(Region labeling records)
--
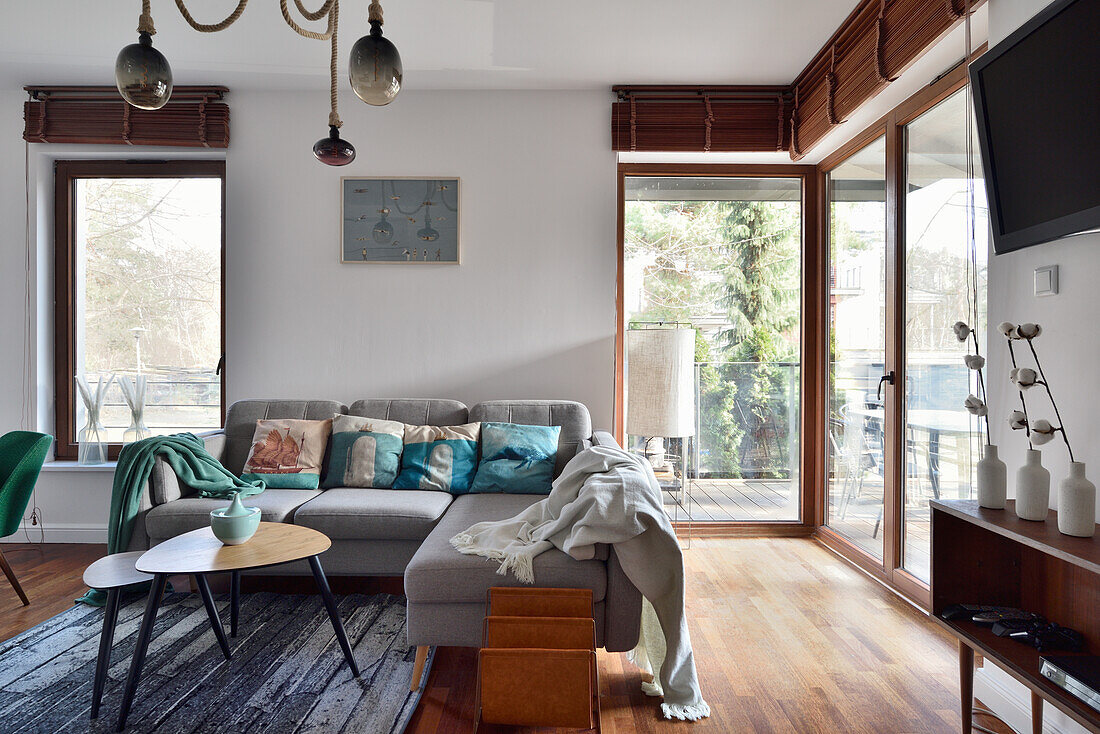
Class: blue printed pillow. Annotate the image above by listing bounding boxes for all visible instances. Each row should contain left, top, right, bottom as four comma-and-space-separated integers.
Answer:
321, 415, 405, 489
470, 423, 561, 494
394, 423, 481, 494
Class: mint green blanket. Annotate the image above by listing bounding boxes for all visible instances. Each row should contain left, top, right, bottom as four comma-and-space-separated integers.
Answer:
77, 434, 264, 606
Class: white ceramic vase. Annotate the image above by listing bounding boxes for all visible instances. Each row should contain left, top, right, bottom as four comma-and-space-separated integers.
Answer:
1058, 461, 1097, 538
978, 443, 1009, 510
1016, 449, 1051, 521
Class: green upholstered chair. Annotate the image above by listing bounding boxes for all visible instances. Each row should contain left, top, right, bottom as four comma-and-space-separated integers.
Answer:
0, 430, 53, 605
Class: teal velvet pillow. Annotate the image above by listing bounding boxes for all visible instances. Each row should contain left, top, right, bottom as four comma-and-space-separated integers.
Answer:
470, 423, 561, 494
321, 415, 405, 489
394, 423, 481, 494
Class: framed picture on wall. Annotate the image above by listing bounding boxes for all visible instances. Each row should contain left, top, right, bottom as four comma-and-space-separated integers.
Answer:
340, 176, 460, 265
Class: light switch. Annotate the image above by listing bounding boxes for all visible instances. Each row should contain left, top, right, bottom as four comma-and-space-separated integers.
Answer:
1035, 265, 1058, 296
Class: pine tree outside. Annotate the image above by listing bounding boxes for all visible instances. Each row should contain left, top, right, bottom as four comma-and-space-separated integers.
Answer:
624, 176, 802, 522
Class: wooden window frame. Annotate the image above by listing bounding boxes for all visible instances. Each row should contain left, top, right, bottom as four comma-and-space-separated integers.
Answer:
614, 163, 826, 537
814, 57, 985, 610
54, 160, 226, 460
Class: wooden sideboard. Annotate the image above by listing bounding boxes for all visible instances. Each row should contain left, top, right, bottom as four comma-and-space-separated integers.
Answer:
931, 500, 1100, 734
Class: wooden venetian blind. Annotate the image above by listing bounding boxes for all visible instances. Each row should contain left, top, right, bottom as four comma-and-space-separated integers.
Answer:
790, 0, 982, 160
23, 87, 229, 147
612, 86, 791, 152
612, 0, 985, 161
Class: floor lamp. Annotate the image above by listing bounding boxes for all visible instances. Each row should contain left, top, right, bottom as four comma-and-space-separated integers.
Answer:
626, 325, 695, 469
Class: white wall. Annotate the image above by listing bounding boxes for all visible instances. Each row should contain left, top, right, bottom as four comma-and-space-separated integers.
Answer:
987, 0, 1100, 519
0, 90, 616, 540
975, 0, 1100, 733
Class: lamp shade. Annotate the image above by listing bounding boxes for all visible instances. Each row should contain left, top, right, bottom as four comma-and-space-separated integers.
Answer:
626, 329, 695, 438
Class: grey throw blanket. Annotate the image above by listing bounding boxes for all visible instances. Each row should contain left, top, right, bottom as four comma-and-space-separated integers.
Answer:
451, 446, 711, 721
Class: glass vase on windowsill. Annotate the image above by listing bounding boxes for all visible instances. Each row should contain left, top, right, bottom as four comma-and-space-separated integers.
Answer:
76, 374, 114, 467
119, 374, 153, 443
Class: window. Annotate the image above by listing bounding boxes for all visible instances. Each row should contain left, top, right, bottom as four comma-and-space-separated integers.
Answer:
826, 135, 887, 559
55, 161, 226, 458
902, 89, 989, 582
618, 165, 813, 523
818, 58, 989, 604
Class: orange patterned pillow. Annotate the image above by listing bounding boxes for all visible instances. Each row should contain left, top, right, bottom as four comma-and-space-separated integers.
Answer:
241, 418, 332, 490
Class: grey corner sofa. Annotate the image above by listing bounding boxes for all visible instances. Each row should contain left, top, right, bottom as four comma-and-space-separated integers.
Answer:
129, 399, 641, 664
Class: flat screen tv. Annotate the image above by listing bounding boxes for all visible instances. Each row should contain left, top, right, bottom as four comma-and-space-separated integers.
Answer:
970, 0, 1100, 254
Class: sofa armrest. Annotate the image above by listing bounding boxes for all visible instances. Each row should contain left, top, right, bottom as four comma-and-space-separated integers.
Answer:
196, 428, 226, 463
147, 430, 226, 507
592, 430, 623, 449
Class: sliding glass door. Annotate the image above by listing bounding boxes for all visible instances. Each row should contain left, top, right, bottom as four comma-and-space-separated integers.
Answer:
820, 67, 988, 601
619, 166, 812, 523
826, 136, 887, 560
902, 89, 989, 582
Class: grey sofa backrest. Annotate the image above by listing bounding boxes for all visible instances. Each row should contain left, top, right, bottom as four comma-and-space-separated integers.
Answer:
470, 401, 592, 476
348, 398, 470, 426
224, 401, 348, 474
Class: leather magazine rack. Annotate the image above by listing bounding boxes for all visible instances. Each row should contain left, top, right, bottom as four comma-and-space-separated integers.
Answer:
474, 588, 601, 732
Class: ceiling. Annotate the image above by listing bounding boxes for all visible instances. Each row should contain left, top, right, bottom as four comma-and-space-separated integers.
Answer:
0, 0, 857, 90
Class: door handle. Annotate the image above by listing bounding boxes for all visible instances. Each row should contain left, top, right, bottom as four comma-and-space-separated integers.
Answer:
875, 370, 893, 401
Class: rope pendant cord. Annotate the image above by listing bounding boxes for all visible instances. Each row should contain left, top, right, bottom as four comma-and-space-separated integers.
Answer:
138, 0, 156, 35
171, 0, 341, 128
325, 0, 343, 128
173, 0, 249, 33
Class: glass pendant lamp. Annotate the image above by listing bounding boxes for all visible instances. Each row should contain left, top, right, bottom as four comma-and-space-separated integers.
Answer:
314, 125, 355, 166
114, 31, 172, 110
348, 0, 402, 107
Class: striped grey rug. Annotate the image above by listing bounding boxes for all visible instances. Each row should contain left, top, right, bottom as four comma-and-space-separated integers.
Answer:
0, 593, 435, 734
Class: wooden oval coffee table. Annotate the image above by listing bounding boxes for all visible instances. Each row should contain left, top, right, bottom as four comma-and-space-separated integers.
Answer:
119, 523, 359, 732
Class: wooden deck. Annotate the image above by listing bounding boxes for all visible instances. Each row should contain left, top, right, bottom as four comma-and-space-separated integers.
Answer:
691, 479, 799, 523
679, 479, 937, 579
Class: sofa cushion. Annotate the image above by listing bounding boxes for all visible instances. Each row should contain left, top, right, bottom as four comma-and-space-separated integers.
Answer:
348, 398, 470, 426
394, 423, 481, 494
294, 486, 451, 540
470, 401, 592, 476
145, 490, 321, 540
241, 418, 332, 490
405, 494, 607, 604
470, 423, 561, 494
221, 401, 348, 474
321, 414, 405, 489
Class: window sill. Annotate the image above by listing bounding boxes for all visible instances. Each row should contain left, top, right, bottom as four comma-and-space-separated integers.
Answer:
42, 460, 119, 472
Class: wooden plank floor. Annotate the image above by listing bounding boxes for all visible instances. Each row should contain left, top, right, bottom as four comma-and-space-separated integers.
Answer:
407, 538, 1009, 734
0, 538, 1009, 734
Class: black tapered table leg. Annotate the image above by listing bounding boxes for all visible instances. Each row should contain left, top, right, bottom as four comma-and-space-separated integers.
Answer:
91, 589, 122, 719
118, 573, 168, 732
195, 573, 232, 660
309, 556, 359, 678
229, 571, 241, 637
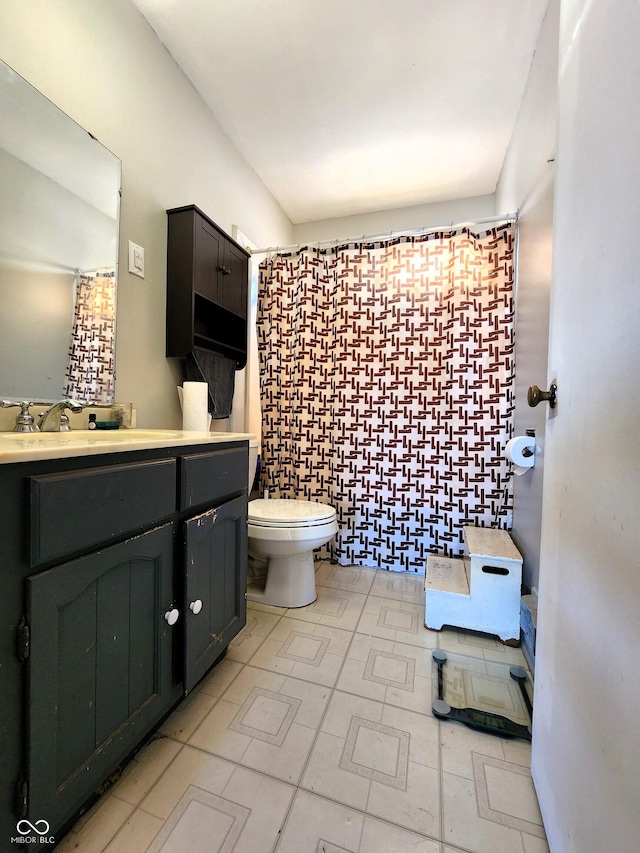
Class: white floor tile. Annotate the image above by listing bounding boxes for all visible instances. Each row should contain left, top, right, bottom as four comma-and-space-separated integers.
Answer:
251, 611, 352, 687
57, 561, 549, 853
189, 667, 330, 783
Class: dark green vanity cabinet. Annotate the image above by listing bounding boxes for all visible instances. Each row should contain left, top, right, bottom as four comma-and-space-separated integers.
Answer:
167, 205, 249, 369
0, 443, 248, 849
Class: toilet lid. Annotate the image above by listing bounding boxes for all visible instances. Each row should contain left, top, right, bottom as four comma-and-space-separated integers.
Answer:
248, 498, 336, 527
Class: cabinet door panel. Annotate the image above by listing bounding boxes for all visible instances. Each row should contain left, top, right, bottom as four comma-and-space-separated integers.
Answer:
184, 497, 247, 691
193, 216, 224, 302
26, 524, 180, 826
218, 241, 249, 317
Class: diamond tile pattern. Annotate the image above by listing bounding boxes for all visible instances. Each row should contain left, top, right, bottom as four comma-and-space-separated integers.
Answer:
257, 224, 515, 572
57, 562, 548, 853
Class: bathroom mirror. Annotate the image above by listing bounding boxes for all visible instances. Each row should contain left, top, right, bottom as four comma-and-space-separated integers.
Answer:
0, 56, 121, 405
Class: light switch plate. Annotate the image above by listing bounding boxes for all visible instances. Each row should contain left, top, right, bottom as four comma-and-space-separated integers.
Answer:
129, 240, 144, 278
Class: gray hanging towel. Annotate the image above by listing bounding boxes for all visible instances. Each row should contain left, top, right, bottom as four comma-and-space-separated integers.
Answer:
186, 347, 236, 419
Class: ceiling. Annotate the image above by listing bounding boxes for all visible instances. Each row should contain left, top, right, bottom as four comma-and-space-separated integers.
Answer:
133, 0, 548, 224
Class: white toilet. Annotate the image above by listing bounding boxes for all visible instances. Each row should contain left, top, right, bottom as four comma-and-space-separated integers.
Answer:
242, 450, 338, 607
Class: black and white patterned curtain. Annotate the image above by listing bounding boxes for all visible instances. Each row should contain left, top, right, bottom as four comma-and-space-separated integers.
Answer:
257, 223, 515, 572
62, 270, 116, 405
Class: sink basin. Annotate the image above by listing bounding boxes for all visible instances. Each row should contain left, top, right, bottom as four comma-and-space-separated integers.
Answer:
0, 429, 181, 443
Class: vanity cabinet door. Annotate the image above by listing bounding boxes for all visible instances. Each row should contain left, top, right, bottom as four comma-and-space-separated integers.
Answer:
183, 497, 247, 692
26, 524, 181, 832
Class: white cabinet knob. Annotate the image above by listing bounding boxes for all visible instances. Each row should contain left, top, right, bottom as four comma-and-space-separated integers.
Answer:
164, 607, 180, 625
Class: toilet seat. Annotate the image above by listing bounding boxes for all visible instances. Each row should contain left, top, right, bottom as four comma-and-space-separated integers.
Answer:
248, 498, 336, 528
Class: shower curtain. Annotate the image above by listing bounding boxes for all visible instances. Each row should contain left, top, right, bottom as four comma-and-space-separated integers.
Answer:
62, 270, 116, 405
257, 223, 515, 572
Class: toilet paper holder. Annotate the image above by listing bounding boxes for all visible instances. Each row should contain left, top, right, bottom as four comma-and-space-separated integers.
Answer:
527, 382, 558, 409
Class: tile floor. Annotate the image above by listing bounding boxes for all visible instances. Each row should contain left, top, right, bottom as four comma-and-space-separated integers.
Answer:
58, 562, 549, 853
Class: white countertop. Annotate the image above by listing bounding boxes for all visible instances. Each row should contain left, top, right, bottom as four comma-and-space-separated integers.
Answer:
0, 429, 255, 464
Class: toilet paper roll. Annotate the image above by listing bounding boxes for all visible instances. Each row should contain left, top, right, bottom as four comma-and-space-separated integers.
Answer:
505, 435, 536, 476
182, 382, 210, 432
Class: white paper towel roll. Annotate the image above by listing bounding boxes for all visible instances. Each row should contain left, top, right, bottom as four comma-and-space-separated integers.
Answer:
505, 435, 536, 476
182, 382, 210, 432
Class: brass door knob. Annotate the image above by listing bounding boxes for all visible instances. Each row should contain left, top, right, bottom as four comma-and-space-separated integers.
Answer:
527, 382, 558, 409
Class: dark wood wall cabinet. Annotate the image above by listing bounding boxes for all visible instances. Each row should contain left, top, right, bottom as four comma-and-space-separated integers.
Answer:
0, 442, 248, 849
167, 205, 249, 369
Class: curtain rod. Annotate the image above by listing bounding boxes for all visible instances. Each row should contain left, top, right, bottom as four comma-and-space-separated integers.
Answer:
251, 213, 518, 255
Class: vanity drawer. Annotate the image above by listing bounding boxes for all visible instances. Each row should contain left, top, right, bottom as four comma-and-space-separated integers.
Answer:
29, 459, 176, 566
180, 446, 249, 509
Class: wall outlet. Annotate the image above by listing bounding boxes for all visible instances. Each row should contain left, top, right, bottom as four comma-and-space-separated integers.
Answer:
129, 240, 144, 278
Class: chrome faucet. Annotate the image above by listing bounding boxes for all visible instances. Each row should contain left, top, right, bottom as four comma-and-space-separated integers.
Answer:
40, 399, 83, 432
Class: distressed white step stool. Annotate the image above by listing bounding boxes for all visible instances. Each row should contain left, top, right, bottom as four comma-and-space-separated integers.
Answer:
424, 526, 522, 645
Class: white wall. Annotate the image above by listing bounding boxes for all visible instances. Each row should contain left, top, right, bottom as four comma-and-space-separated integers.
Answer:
293, 194, 496, 243
0, 0, 292, 427
496, 0, 560, 589
532, 0, 640, 853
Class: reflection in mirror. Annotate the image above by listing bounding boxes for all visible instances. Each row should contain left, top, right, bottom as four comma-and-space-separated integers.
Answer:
0, 61, 121, 405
--
> Goal of the exercise
Rescale the stretch from the line containing "Class: dark green" through the line containing "0, 56, 121, 405", both included, by writing out every line of it again with all other text unchanged. Multiply each bounding box coordinate in the answers by 1.9 and round it to a whole number, with halves rounded up.

> Response to this task
Class: dark green vanity cabinet. Annotate the image above by listing bounding boxes for all visible instances. Each row should contain left, top, right, bottom as four comma-and-space-separated integers.
Answer:
317, 390, 473, 701
0, 842, 471, 1613
Class: toilet lid. Annotate the image above by listing bounding boxes for all visible instances. Each row should contain left, top, right, bottom as four comma-and-space-separated integers.
Answer:
471, 946, 638, 1001
Class: cabinet door panel. Annotate the image above by listing bounding boxes for all visible instances. Each row should contain left, top, right, bottom as four comma-and-space-separated integers.
Answer:
350, 944, 469, 1313
367, 410, 426, 574
49, 996, 342, 1569
414, 458, 473, 602
Class: diamond tile pattern. Annotate the image above by listing bounding boxes for all visible instances. Each row should contain left, top, right, bottom as four comma-and-space-separated integers.
Answer:
488, 426, 979, 1087
108, 1068, 1041, 1621
Class: bathroom mirror. Annotate the image above by listing bounding boxes for all visible instances. Each row should contain left, top, right, bottom as four comma-and-space-separated integers.
Answer:
0, 106, 230, 770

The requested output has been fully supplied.